§ Challenge 1
Render the point labeling rows from the line with "indicate the blue towel" to the line with "column 233, row 445" as a two-column CSV with the headers request and answer, one row per request. Put each field in quotation marks and replace its line breaks with spaces.
·····
In a previous collection of essays, Doubling the Point (1992), J M Coetzee makes the observation that all autobiography is storytelling, and that all writing is autobiographical. Stranger Shores is both an extension and a variation on this theme, as well as the exploration of a corollary: that all criticism seems at some level biographical. There is a point of some subtlety to be made here about the interconnection of politics, aesthetics and storytelling, and it goes beyond a dull ad hominem kind of criticism.

Perhaps more than his other collections of essays, Stranger Shores seems to have a publisher's motivation behind it: a cover blurb announces Coetzee as the 'Booker Prize-winning author of Disgrace', and too many of the essays have been culled from a single source, namely the New York Review of Books. The essays certainly foreground Coetzee's strengths as a critic and aesthete, even though the last two chapters - thoughts on the 1995 Rugby Wor1d Cup hosted by South Africa, and a brief review of Mona de Beer's collection of photographs of South Africa, A Vision of the Past - could have been omitted. There is, furthermore, a place for dissections of the technical prowess of certain key translations of literary works, although Coetzee's perambulations in a number of chapters of Stranger Shores - most notably on the translations of Kafka - ultimately become pedantic enough to lose the interest of the general reader.
·····
§ Challenge 2
Return the review of Stranger Shores word for word, in full.

[Point labeling data from photos]
·····
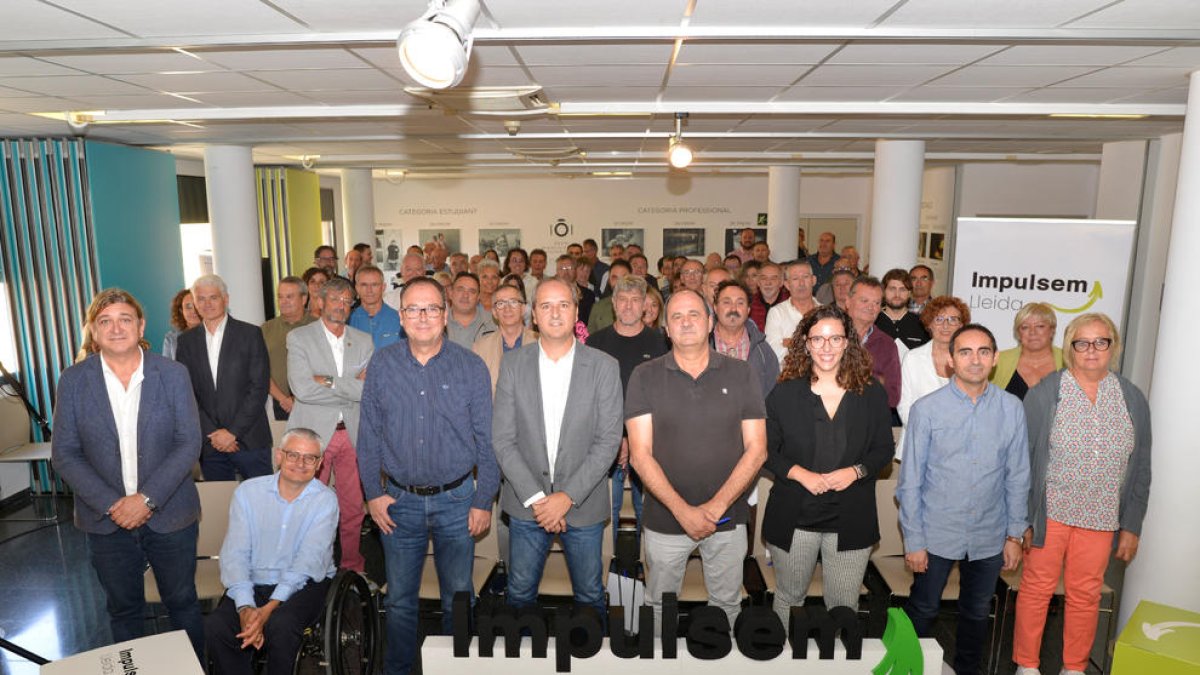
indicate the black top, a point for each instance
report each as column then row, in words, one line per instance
column 629, row 352
column 1017, row 386
column 696, row 429
column 796, row 437
column 909, row 329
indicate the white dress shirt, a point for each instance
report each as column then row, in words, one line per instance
column 214, row 339
column 126, row 401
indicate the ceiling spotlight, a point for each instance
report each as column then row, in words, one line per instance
column 678, row 153
column 435, row 49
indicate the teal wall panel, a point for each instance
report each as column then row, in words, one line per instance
column 135, row 204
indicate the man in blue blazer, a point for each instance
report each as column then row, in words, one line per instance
column 125, row 438
column 231, row 376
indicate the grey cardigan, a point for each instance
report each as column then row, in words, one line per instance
column 1041, row 406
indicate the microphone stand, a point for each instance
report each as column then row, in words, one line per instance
column 5, row 376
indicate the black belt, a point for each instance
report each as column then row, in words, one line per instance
column 430, row 490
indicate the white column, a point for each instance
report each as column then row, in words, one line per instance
column 358, row 208
column 895, row 204
column 783, row 211
column 1165, row 567
column 233, row 213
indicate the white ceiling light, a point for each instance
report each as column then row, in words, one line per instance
column 678, row 153
column 435, row 49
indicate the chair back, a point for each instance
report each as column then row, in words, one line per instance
column 215, row 500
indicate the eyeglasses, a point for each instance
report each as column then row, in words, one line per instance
column 1099, row 344
column 303, row 459
column 431, row 311
column 834, row 341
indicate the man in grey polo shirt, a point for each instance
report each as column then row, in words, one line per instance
column 697, row 436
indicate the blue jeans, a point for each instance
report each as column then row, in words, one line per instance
column 618, row 499
column 443, row 517
column 528, row 547
column 977, row 585
column 226, row 466
column 120, row 559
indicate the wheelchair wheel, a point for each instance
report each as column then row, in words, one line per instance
column 351, row 631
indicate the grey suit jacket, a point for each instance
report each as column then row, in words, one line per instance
column 588, row 441
column 87, row 449
column 318, row 406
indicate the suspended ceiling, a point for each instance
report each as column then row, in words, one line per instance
column 763, row 82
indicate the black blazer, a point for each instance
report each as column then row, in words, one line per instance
column 238, row 402
column 868, row 442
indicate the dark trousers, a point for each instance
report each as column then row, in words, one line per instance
column 227, row 466
column 281, row 635
column 120, row 559
column 977, row 585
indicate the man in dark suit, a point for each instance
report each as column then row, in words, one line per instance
column 231, row 375
column 556, row 430
column 125, row 438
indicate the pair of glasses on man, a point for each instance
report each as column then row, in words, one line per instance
column 1099, row 345
column 433, row 311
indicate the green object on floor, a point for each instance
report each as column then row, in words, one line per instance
column 1159, row 639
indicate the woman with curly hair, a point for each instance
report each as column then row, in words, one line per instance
column 927, row 368
column 828, row 436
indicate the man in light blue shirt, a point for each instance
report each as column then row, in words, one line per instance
column 276, row 562
column 964, row 493
column 373, row 315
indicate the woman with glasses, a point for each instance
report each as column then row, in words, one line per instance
column 508, row 309
column 828, row 436
column 927, row 368
column 1020, row 369
column 1090, row 483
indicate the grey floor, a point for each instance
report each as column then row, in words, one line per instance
column 51, row 602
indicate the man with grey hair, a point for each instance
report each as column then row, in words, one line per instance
column 292, row 297
column 327, row 364
column 231, row 376
column 276, row 561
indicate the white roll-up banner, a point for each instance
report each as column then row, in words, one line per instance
column 1074, row 266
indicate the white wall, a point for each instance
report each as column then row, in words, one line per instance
column 1060, row 190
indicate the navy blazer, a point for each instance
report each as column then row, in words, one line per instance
column 87, row 453
column 238, row 402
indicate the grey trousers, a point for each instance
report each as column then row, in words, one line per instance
column 841, row 571
column 666, row 559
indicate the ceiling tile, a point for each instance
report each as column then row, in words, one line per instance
column 1009, row 76
column 754, row 53
column 917, row 53
column 735, row 75
column 329, row 79
column 72, row 85
column 211, row 17
column 873, row 76
column 1067, row 55
column 190, row 83
column 991, row 13
column 859, row 13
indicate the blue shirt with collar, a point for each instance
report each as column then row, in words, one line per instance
column 965, row 477
column 427, row 424
column 384, row 326
column 275, row 542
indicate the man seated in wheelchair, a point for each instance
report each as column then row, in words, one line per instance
column 276, row 562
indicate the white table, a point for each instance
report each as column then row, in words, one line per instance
column 34, row 453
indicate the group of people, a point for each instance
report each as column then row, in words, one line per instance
column 424, row 400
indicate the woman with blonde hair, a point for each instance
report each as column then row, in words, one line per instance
column 1020, row 369
column 1090, row 464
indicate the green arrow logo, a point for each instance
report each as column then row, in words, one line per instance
column 1096, row 294
column 904, row 655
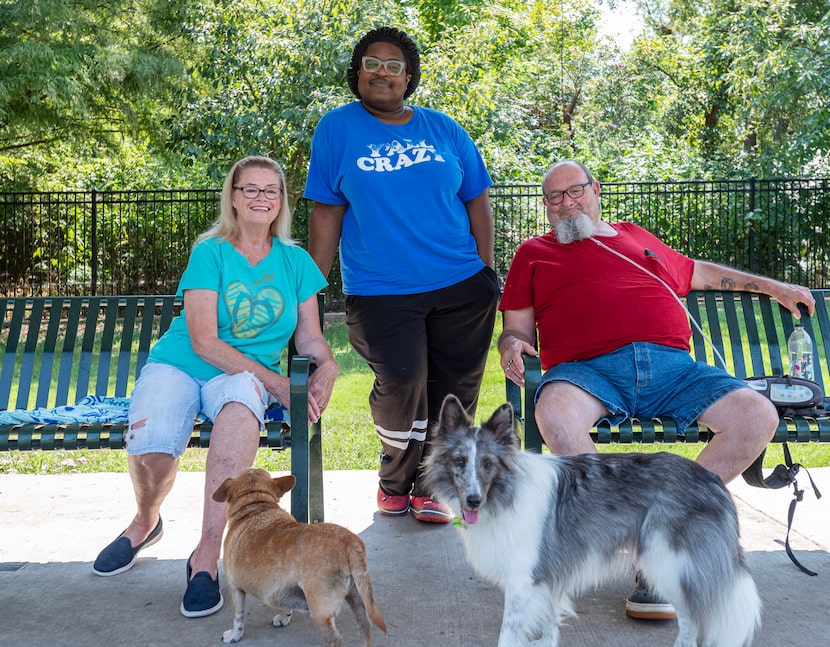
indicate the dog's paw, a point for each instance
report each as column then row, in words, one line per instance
column 282, row 619
column 232, row 635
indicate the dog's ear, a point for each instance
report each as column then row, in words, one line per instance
column 453, row 414
column 221, row 494
column 501, row 424
column 283, row 484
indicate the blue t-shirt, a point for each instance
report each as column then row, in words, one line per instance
column 405, row 229
column 257, row 308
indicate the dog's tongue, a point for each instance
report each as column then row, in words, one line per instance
column 470, row 516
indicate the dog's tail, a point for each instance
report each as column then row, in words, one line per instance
column 360, row 574
column 735, row 619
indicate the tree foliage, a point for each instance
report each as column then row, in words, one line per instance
column 81, row 79
column 156, row 92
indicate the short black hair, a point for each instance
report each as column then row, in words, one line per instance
column 397, row 38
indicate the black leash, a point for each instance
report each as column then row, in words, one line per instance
column 782, row 476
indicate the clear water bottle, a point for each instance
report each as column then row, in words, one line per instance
column 800, row 347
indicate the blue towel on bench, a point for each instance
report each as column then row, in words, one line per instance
column 94, row 409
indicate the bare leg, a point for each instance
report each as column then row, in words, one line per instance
column 565, row 415
column 743, row 423
column 152, row 476
column 233, row 445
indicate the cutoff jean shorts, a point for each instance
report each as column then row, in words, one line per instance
column 168, row 400
column 649, row 380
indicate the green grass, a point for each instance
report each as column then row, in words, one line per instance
column 349, row 439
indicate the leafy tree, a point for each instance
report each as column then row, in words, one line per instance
column 81, row 78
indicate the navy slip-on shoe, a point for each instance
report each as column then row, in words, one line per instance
column 120, row 555
column 202, row 597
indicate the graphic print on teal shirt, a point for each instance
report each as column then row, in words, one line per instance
column 257, row 305
column 253, row 309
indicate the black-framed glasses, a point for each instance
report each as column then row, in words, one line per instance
column 574, row 192
column 392, row 66
column 252, row 192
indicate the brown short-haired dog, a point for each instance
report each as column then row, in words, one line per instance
column 291, row 566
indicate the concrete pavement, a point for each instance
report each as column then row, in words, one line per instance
column 52, row 527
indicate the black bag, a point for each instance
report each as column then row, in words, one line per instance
column 791, row 396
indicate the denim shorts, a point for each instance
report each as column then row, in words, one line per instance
column 168, row 400
column 647, row 380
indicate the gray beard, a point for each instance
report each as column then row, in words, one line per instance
column 573, row 229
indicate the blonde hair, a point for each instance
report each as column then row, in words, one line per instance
column 226, row 226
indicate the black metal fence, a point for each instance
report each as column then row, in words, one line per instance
column 137, row 242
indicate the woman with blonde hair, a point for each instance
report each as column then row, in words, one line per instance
column 246, row 289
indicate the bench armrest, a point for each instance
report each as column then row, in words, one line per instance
column 524, row 407
column 306, row 447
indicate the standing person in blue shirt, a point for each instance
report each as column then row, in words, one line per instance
column 403, row 191
column 247, row 288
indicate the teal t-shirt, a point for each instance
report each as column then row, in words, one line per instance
column 257, row 308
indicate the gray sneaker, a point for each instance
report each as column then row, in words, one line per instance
column 644, row 604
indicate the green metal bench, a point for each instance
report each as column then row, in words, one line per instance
column 750, row 331
column 56, row 350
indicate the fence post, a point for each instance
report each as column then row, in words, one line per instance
column 754, row 224
column 94, row 234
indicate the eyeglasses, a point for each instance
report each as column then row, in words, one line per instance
column 252, row 193
column 576, row 191
column 392, row 66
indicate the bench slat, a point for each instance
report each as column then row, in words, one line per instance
column 56, row 348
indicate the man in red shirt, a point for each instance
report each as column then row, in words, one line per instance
column 614, row 337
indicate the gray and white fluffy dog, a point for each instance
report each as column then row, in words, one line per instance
column 547, row 528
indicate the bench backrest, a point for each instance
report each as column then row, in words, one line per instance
column 56, row 350
column 751, row 331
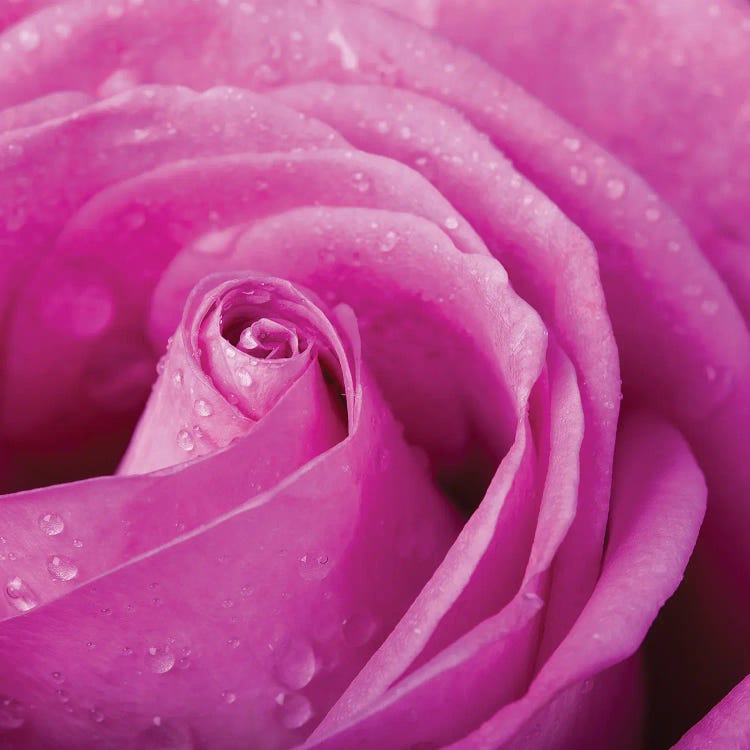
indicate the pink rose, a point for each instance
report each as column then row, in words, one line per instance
column 314, row 329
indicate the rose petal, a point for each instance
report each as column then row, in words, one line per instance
column 315, row 549
column 727, row 724
column 189, row 414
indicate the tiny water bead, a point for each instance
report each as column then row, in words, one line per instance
column 160, row 659
column 51, row 524
column 615, row 188
column 12, row 713
column 185, row 440
column 202, row 408
column 62, row 568
column 244, row 378
column 20, row 595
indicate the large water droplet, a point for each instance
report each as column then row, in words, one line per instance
column 12, row 713
column 296, row 666
column 295, row 710
column 20, row 595
column 62, row 568
column 244, row 378
column 51, row 524
column 82, row 306
column 159, row 659
column 185, row 441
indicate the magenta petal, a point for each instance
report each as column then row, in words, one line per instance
column 239, row 627
column 727, row 725
column 658, row 505
column 191, row 413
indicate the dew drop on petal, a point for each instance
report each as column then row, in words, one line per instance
column 296, row 665
column 203, row 408
column 20, row 595
column 243, row 377
column 579, row 175
column 61, row 568
column 185, row 441
column 313, row 567
column 29, row 38
column 12, row 713
column 164, row 735
column 51, row 524
column 615, row 188
column 159, row 659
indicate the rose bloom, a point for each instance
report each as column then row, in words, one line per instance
column 368, row 369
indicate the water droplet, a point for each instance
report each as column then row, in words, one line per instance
column 244, row 378
column 614, row 188
column 82, row 306
column 51, row 524
column 185, row 440
column 579, row 175
column 62, row 568
column 296, row 666
column 360, row 182
column 29, row 38
column 20, row 595
column 388, row 242
column 12, row 713
column 203, row 408
column 358, row 629
column 159, row 659
column 314, row 567
column 295, row 710
column 164, row 735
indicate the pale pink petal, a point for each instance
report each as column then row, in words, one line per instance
column 298, row 582
column 727, row 725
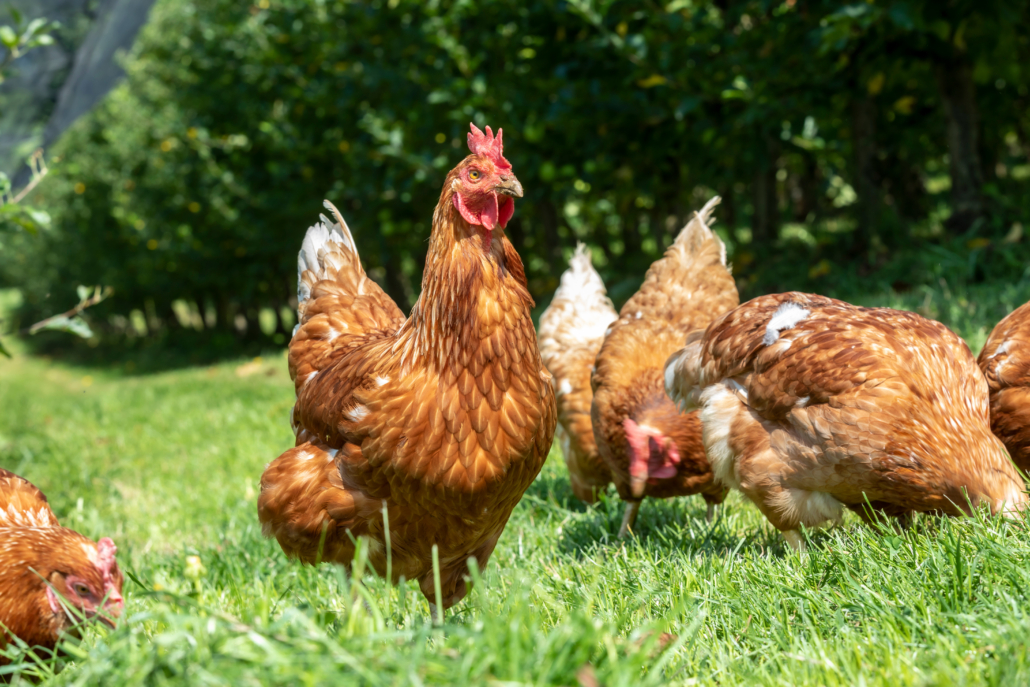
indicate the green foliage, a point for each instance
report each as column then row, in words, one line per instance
column 192, row 185
column 168, row 464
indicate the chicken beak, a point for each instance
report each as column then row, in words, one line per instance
column 509, row 185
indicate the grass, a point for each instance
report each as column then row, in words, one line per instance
column 167, row 464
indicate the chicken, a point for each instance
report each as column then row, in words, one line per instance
column 441, row 420
column 571, row 332
column 811, row 405
column 651, row 447
column 1005, row 363
column 50, row 578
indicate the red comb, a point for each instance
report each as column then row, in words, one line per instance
column 488, row 146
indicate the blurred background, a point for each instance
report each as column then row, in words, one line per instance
column 870, row 150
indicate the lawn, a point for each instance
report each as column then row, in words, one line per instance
column 167, row 464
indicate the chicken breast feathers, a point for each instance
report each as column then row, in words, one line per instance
column 571, row 333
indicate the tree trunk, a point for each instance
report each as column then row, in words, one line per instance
column 863, row 125
column 958, row 94
column 765, row 224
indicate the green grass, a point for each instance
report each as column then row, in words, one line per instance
column 167, row 464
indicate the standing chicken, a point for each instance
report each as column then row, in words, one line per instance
column 811, row 405
column 442, row 419
column 651, row 448
column 571, row 333
column 49, row 575
column 1005, row 363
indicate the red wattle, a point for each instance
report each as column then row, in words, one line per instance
column 506, row 210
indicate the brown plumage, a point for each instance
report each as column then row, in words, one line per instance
column 1005, row 363
column 811, row 405
column 651, row 447
column 443, row 418
column 48, row 574
column 571, row 332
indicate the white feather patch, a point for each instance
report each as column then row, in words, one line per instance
column 786, row 316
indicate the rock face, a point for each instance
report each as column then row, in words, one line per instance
column 49, row 88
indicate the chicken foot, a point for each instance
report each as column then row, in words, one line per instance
column 628, row 518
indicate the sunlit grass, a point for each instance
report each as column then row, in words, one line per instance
column 168, row 465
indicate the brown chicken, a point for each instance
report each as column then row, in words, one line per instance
column 571, row 333
column 812, row 405
column 52, row 579
column 651, row 447
column 1005, row 363
column 442, row 419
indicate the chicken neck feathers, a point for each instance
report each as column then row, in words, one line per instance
column 22, row 504
column 571, row 333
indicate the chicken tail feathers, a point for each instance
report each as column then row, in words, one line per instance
column 696, row 242
column 336, row 300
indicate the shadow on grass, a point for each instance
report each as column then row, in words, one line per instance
column 173, row 350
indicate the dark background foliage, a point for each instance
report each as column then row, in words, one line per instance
column 854, row 144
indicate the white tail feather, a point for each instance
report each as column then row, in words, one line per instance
column 580, row 310
column 313, row 258
column 697, row 231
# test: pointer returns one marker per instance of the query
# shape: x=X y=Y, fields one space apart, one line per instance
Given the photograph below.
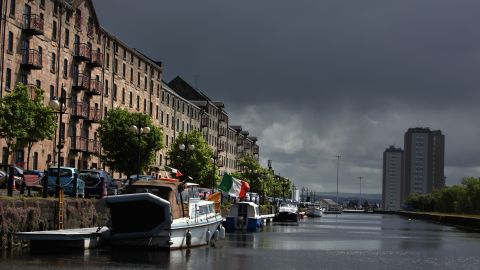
·····
§ Exercise result 1
request,answer
"indicate the blue towel on bench, a point for each instance report each as column then row, in words, one line per instance","column 94, row 409"
"indicate the bare leg, a point for each instance report each as column then row, in words, one line per instance","column 565, row 415 column 743, row 423 column 152, row 476 column 233, row 445"

§ Exercise result 2
In a previous collection of essays, Doubling the Point (1992), J M Coetzee makes the observation that all autobiography is storytelling, and that all writing is autobiographical. Stranger Shores is both an extension and a variation on this theme, as well as the exploration of a corollary: that all criticism seems at some level biographical. There is a point of some subtlety to be made here about the interconnection of politics, aesthetics and storytelling, and it goes beyond a dull ad hominem kind of criticism.

Perhaps more than his other collections of essays, Stranger Shores seems to have a publisher's motivation behind it: a cover blurb announces Coetzee as the 'Booker Prize-winning author of Disgrace', and too many of the essays have been culled from a single source, namely the New York Review of Books. The essays certainly foreground Coetzee's strengths as a critic and aesthete, even though the last two chapters - thoughts on the 1995 Rugby Wor1d Cup hosted by South Africa, and a brief review of Mona de Beer's collection of photographs of South Africa, A Vision of the Past - could have been omitted. There is, furthermore, a place for dissections of the technical prowess of certain key translations of literary works, although Coetzee's perambulations in a number of chapters of Stranger Shores - most notably on the translations of Kafka - ultimately become pedantic enough to lose the interest of the general reader.